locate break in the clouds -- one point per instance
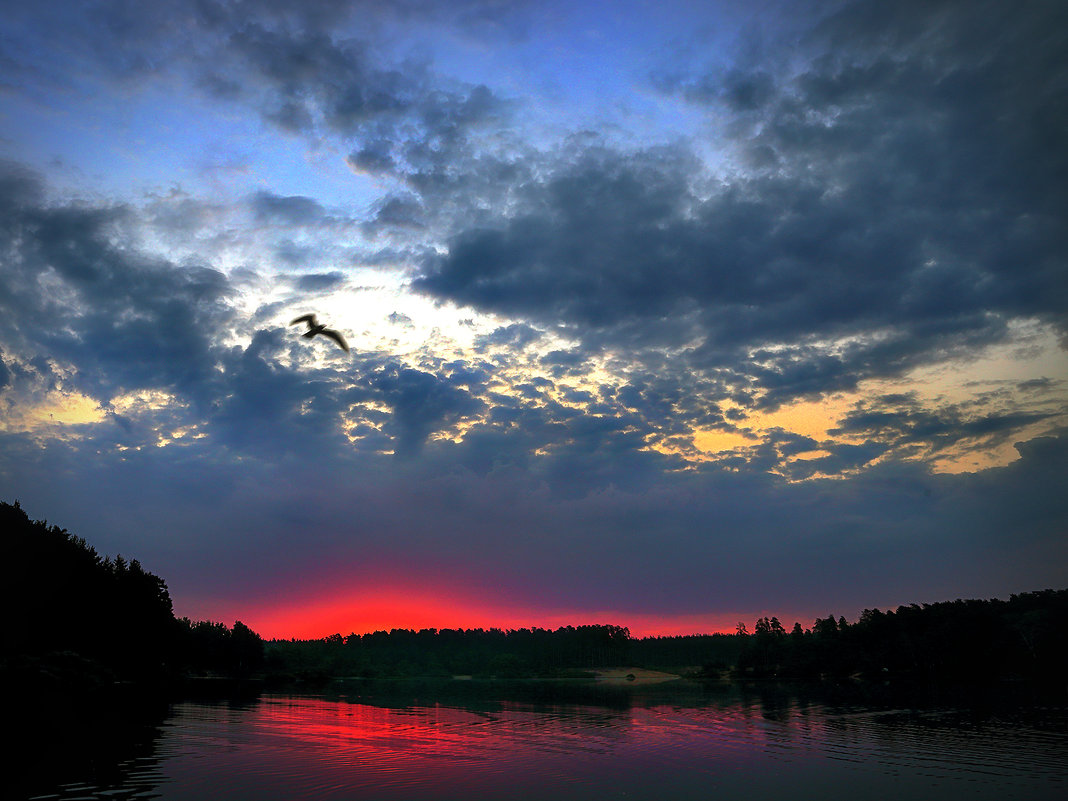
(709, 312)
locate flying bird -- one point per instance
(314, 327)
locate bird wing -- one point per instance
(335, 336)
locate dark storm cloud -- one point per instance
(421, 403)
(906, 218)
(516, 335)
(906, 421)
(289, 210)
(126, 319)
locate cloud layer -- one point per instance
(724, 346)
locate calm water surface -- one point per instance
(363, 741)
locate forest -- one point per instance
(79, 621)
(77, 618)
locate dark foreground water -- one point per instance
(464, 740)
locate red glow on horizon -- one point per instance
(394, 608)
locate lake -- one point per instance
(538, 740)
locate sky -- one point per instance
(665, 315)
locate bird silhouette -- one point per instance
(314, 327)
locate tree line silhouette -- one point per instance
(77, 618)
(80, 619)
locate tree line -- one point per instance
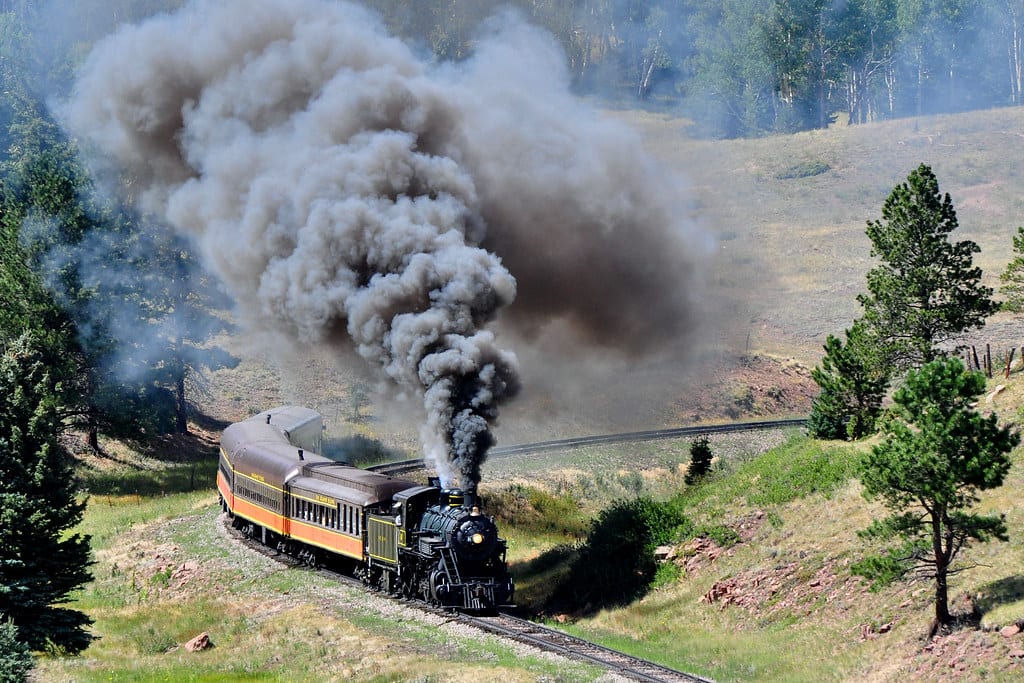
(735, 68)
(747, 68)
(103, 331)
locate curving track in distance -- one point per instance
(403, 466)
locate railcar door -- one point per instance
(382, 539)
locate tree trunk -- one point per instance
(942, 616)
(181, 414)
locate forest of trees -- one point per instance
(735, 68)
(744, 68)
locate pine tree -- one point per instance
(927, 292)
(15, 659)
(937, 455)
(41, 560)
(852, 382)
(1013, 276)
(700, 457)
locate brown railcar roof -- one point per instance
(261, 451)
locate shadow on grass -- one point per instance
(1009, 589)
(166, 463)
(538, 580)
(178, 478)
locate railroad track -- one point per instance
(404, 466)
(556, 641)
(504, 625)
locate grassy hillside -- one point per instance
(788, 213)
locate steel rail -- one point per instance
(403, 466)
(553, 640)
(505, 625)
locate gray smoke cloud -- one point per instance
(349, 193)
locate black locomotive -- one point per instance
(398, 536)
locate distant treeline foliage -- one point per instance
(736, 68)
(743, 68)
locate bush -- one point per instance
(803, 170)
(537, 511)
(616, 563)
(15, 658)
(700, 457)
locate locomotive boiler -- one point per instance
(400, 537)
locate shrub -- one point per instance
(15, 658)
(616, 563)
(700, 457)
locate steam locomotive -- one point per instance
(403, 538)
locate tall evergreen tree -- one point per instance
(927, 292)
(15, 658)
(41, 560)
(1013, 276)
(853, 384)
(937, 455)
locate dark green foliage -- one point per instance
(616, 563)
(803, 170)
(700, 457)
(927, 292)
(1013, 276)
(937, 455)
(41, 561)
(535, 510)
(853, 383)
(15, 658)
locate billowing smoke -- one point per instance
(349, 193)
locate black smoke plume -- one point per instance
(348, 191)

++++++

- The exercise: Reproduce all of the data above with every "one point per instance" changed to "a single point for each occurrence" and nothing else altered. Leave the pictures out of your answer.

- Output below:
locate break in the clouds -- a single point for each occurrence
(709, 312)
locate flying bird -- a single point for each occurrence
(314, 327)
locate bird wing -- a single point for each occurrence
(335, 336)
locate dark storm cloud -- a single point for each occurrence
(421, 403)
(906, 218)
(516, 335)
(906, 421)
(289, 210)
(126, 319)
locate cloud layer -- a single point for each occurrence
(724, 346)
locate calm water surface -- a single point for each occurrence
(363, 741)
locate forest -- a single point for each occurrence
(79, 621)
(77, 618)
locate dark foreground water -- a single point for each occurrence
(464, 740)
locate red glow on horizon -- a single point for each occurrence
(394, 608)
locate lake -- a single point for each occurrence
(538, 740)
locate sky -- a single point for each occurrence
(665, 315)
locate bird silhouette -- a single point for each occurrence
(314, 327)
locate tree line silhouette -- a single point for each occurrence
(77, 618)
(80, 619)
locate tree line -- a single point for each occurrence
(735, 68)
(747, 68)
(103, 331)
locate curving track in distance -- a single point for each occurrence
(403, 466)
locate railcar door -- a single point for each occurrence
(382, 539)
locate tree trunk -- a single point for each occurrence
(942, 616)
(181, 414)
locate forest of trees -- a single point for each occurrence
(735, 68)
(744, 68)
locate pine tree -- a single point for each occurrence
(927, 292)
(15, 659)
(937, 455)
(41, 560)
(852, 382)
(1013, 276)
(700, 457)
locate brown railcar roof -- a single point for each occurrence
(261, 451)
locate shadow on grass -- a single point for each occurrence
(1009, 589)
(166, 463)
(538, 580)
(178, 478)
locate railroad track -- a single point for each occurrence
(404, 466)
(556, 641)
(504, 625)
locate grassy hillside -- a single point for each occurrence
(788, 213)
locate steel rail -- a single point for each occurrence
(403, 466)
(553, 640)
(505, 625)
locate gray smoke cloud -- a single point for each occurrence
(349, 193)
locate black locomotive -- a single point for each occurrence
(398, 536)
locate distant treeline foliage -- a single point for each occurrence
(736, 68)
(743, 68)
locate bush -- a single point for each occurrence
(803, 170)
(537, 511)
(616, 563)
(15, 658)
(700, 457)
locate locomotive boiler -- a single point for each occurrence
(400, 537)
locate shrub -- a single point for each occurrence
(15, 658)
(616, 563)
(700, 457)
locate steam locomotive -- a single point for each occurrence
(403, 538)
locate tall evergreen tree -- a single point for each occurrence
(927, 292)
(15, 658)
(41, 560)
(1013, 276)
(853, 384)
(937, 455)
locate dark green foliage -- a single point for each occurrence
(616, 563)
(803, 170)
(700, 457)
(927, 292)
(1013, 276)
(937, 455)
(41, 561)
(535, 510)
(853, 383)
(15, 658)
locate billowing smoke -- a single point for each occurrence
(349, 193)
locate black smoke plume -- a single point for each occurrence
(348, 191)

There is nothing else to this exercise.